● Records provided:
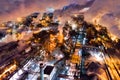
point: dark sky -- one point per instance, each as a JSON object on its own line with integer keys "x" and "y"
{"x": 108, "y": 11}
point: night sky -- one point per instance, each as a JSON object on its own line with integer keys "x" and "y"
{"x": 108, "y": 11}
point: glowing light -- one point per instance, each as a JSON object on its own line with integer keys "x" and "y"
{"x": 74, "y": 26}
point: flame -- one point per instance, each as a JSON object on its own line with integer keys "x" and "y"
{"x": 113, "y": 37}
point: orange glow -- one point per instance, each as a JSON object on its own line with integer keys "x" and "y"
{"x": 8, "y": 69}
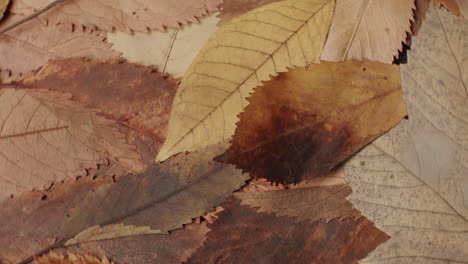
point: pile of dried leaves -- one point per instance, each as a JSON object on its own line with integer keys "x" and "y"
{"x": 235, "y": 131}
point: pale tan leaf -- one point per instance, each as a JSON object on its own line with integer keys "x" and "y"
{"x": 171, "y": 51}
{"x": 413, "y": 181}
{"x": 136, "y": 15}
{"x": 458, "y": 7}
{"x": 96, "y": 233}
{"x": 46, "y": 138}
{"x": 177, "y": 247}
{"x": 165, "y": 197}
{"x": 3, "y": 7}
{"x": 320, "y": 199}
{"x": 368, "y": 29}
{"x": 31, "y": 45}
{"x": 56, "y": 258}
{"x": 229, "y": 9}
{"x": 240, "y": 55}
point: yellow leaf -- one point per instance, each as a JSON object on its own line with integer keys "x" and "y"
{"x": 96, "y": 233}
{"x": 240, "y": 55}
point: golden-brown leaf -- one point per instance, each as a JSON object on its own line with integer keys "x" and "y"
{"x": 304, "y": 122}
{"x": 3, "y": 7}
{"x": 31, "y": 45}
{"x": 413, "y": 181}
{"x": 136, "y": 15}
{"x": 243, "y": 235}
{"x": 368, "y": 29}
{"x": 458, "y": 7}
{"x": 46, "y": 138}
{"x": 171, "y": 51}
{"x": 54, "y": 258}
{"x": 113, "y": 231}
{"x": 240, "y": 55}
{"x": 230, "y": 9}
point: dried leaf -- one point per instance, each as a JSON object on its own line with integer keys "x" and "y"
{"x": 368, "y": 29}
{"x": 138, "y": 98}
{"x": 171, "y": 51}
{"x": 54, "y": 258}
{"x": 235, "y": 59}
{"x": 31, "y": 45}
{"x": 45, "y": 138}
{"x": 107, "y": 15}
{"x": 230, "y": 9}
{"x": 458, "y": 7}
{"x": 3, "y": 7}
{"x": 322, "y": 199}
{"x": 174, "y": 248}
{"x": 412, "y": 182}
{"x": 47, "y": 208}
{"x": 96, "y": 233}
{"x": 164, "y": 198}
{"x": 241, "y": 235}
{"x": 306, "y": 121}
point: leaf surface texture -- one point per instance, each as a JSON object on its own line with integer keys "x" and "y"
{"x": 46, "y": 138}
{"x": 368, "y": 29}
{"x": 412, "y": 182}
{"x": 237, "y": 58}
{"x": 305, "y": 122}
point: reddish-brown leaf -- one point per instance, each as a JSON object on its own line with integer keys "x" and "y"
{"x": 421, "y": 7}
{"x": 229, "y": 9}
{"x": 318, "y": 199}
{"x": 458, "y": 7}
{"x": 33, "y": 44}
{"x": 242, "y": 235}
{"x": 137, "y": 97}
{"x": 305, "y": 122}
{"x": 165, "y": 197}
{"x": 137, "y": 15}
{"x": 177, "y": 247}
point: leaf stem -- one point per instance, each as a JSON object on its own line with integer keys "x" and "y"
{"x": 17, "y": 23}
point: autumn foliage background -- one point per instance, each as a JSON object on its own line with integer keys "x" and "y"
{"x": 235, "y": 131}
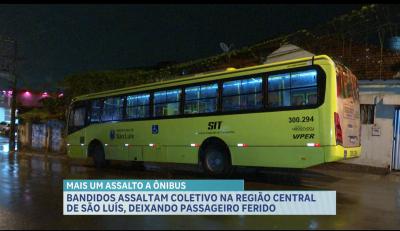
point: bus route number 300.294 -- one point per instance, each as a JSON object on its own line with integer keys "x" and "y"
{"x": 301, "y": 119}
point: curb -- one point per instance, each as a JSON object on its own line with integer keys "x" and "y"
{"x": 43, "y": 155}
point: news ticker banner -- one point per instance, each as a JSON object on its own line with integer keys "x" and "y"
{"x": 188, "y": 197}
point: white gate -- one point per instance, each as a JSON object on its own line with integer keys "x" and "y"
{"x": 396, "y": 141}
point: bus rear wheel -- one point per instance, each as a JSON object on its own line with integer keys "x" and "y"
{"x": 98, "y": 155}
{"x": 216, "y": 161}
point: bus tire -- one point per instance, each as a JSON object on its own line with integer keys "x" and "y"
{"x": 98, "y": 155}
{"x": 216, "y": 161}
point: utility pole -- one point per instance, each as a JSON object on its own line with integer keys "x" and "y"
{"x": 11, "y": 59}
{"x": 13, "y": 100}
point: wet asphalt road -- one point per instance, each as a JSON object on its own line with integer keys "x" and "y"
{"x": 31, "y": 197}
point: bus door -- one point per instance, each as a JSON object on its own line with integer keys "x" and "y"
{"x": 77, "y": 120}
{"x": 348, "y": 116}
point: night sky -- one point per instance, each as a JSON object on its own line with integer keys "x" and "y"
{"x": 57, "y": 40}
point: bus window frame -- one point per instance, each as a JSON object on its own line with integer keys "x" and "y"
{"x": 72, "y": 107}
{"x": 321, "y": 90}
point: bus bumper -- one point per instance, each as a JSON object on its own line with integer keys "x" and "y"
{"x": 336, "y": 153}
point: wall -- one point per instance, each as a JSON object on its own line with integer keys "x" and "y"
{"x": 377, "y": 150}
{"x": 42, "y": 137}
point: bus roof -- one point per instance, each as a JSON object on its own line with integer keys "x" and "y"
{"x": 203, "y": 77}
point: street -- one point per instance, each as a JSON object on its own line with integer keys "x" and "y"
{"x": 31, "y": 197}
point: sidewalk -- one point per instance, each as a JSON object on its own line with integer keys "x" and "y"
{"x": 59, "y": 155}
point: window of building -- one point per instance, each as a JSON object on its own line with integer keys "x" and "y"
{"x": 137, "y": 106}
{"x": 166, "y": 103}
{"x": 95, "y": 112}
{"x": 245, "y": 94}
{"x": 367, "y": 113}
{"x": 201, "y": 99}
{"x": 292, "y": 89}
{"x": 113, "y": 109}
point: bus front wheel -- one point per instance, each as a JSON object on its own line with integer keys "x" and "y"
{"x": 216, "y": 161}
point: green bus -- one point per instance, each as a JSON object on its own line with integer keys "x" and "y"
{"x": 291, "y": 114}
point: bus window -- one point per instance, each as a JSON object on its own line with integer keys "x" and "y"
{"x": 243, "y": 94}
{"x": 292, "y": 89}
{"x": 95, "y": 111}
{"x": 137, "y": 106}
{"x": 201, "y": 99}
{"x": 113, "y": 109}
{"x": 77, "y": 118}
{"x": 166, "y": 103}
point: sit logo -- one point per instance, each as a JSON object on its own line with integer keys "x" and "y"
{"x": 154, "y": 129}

● Work required: In the copy, include every record exactly and no pictures.

● Exercise solution:
point: dark sky -- one point per instance, each as a JSON object on its own line with integer keys "x" and "y"
{"x": 108, "y": 11}
point: night sky -- one point per instance, each as a JSON object on its own line with integer keys "x" and "y"
{"x": 108, "y": 11}
point: glowing light -- one point per instance, each as a JSON object on its own line with integer keys "x" and "y"
{"x": 74, "y": 26}
point: flame -- one point per instance, each as a JSON object on its own line with integer keys "x" and "y"
{"x": 113, "y": 37}
point: orange glow -- one point per instance, each as a JSON object on its own line with integer keys "x" and "y"
{"x": 8, "y": 69}
point: pile of dried leaves -- one point per instance, each as a JSON object on its own line with integer keys "x" and "y"
{"x": 235, "y": 131}
point: pale tan leaf -- one point per instance, each as a JSON object on its own line with integer keys "x" and "y"
{"x": 171, "y": 51}
{"x": 413, "y": 181}
{"x": 136, "y": 15}
{"x": 458, "y": 7}
{"x": 96, "y": 233}
{"x": 46, "y": 138}
{"x": 177, "y": 247}
{"x": 165, "y": 197}
{"x": 3, "y": 7}
{"x": 320, "y": 199}
{"x": 368, "y": 29}
{"x": 31, "y": 45}
{"x": 56, "y": 258}
{"x": 229, "y": 9}
{"x": 240, "y": 55}
point: yellow leaf -- one point per instance, each as a JSON object on its own line with integer keys "x" and "y"
{"x": 96, "y": 233}
{"x": 240, "y": 55}
point: golden-brown leaf -- one point per instance, each as a JSON object on its own line with integer keys "x" and "y"
{"x": 304, "y": 122}
{"x": 3, "y": 7}
{"x": 31, "y": 45}
{"x": 413, "y": 181}
{"x": 136, "y": 15}
{"x": 243, "y": 235}
{"x": 368, "y": 29}
{"x": 458, "y": 7}
{"x": 46, "y": 138}
{"x": 171, "y": 51}
{"x": 54, "y": 258}
{"x": 113, "y": 231}
{"x": 240, "y": 55}
{"x": 230, "y": 9}
point: dried leaf -- one point per instance, each as a JSON object on its own line with integer keys "x" and "y"
{"x": 368, "y": 29}
{"x": 138, "y": 98}
{"x": 171, "y": 51}
{"x": 54, "y": 258}
{"x": 235, "y": 59}
{"x": 31, "y": 45}
{"x": 45, "y": 138}
{"x": 107, "y": 15}
{"x": 230, "y": 9}
{"x": 458, "y": 7}
{"x": 3, "y": 7}
{"x": 322, "y": 199}
{"x": 174, "y": 248}
{"x": 412, "y": 182}
{"x": 47, "y": 208}
{"x": 96, "y": 233}
{"x": 164, "y": 198}
{"x": 241, "y": 235}
{"x": 306, "y": 121}
point: leaf surface texture -- one point per instance, each as a JSON object on its own line with integer keys "x" and "y"
{"x": 46, "y": 138}
{"x": 368, "y": 29}
{"x": 412, "y": 182}
{"x": 237, "y": 58}
{"x": 305, "y": 122}
point: reddish-brown leaf -- one point per instance, each as a JSON object on its own line with integer keys "x" and "y"
{"x": 421, "y": 7}
{"x": 229, "y": 9}
{"x": 318, "y": 199}
{"x": 458, "y": 7}
{"x": 33, "y": 44}
{"x": 242, "y": 235}
{"x": 137, "y": 97}
{"x": 305, "y": 122}
{"x": 165, "y": 197}
{"x": 137, "y": 15}
{"x": 177, "y": 247}
point: leaf stem -- one point per instance, each as a JSON object on its own line with integer keys "x" and "y"
{"x": 17, "y": 23}
point: autumn foliage background -- one point per instance, each as a JSON object on its own line with integer keys "x" and "y"
{"x": 235, "y": 131}
point: bus route number 300.294 -- one point per instance, each as a JSON object on its own line with integer keys "x" and "y"
{"x": 301, "y": 119}
point: curb -- one point per instance, each as a JSON object on its own line with integer keys "x" and "y"
{"x": 43, "y": 155}
point: news ticker banner -- one point per instance, each as a JSON object on its own line with integer keys "x" and "y"
{"x": 188, "y": 197}
point: white gate -- one point per instance, each as a JSON object on its own line with integer keys "x" and "y"
{"x": 396, "y": 141}
point: bus rear wheel -- one point per instance, each as a JSON object on its own line with integer keys "x" and "y"
{"x": 98, "y": 155}
{"x": 216, "y": 161}
point: bus tire -- one point per instance, each as a JSON object on its own line with integer keys "x" and "y"
{"x": 98, "y": 155}
{"x": 216, "y": 161}
point: utility pole -- one point per instance, each as a JSON object on its own line with integer keys "x" and "y"
{"x": 11, "y": 59}
{"x": 13, "y": 100}
point: wet asphalt road -- one point per instance, each as a JSON object on its own line with integer keys "x" and "y"
{"x": 31, "y": 197}
point: bus door -- one point per instance, each as a JSON object on its own line with integer keys "x" and "y"
{"x": 77, "y": 120}
{"x": 348, "y": 116}
point: night sky -- one point per instance, each as a JSON object on its own line with integer keys "x" and "y"
{"x": 57, "y": 40}
point: bus window frame -- one point per instance, each as a JSON object on its own line with integer keys "x" and "y"
{"x": 72, "y": 107}
{"x": 321, "y": 90}
point: bus bumper -- one point per instance, each as a JSON object on its own line with integer keys "x" and "y"
{"x": 336, "y": 153}
point: wall -- one point per instance, each as a JSON object on its own line with integer keys "x" and "y"
{"x": 377, "y": 150}
{"x": 42, "y": 137}
point: bus roof -- one point per instance, each as a JSON object on its own line with integer keys "x" and "y"
{"x": 203, "y": 77}
point: street -- one point per instance, each as a JSON object on its own line with integer keys "x" and "y"
{"x": 31, "y": 197}
point: sidewalk -- one point per instance, each as a JSON object on its own line with integer keys "x" and "y"
{"x": 59, "y": 155}
point: window of building -- one point per instance, each as a JSON object on its own line with integer keys "x" and "y"
{"x": 137, "y": 106}
{"x": 166, "y": 103}
{"x": 95, "y": 112}
{"x": 245, "y": 94}
{"x": 367, "y": 113}
{"x": 201, "y": 99}
{"x": 292, "y": 89}
{"x": 113, "y": 109}
point: bus front wheel -- one point per instance, each as a JSON object on its own line with integer keys "x" and "y"
{"x": 216, "y": 161}
point: green bus -- one point per instance, each as a JSON object on its own line with integer keys "x" and "y"
{"x": 291, "y": 114}
point: bus window -- one point per instance, each as a JSON object on its own line with integer keys "x" and "y"
{"x": 243, "y": 94}
{"x": 292, "y": 89}
{"x": 95, "y": 111}
{"x": 137, "y": 106}
{"x": 201, "y": 99}
{"x": 113, "y": 109}
{"x": 77, "y": 118}
{"x": 166, "y": 103}
point: sit logo -- one point per instance, each as a JSON object on its own line with integer keys "x" and "y"
{"x": 154, "y": 129}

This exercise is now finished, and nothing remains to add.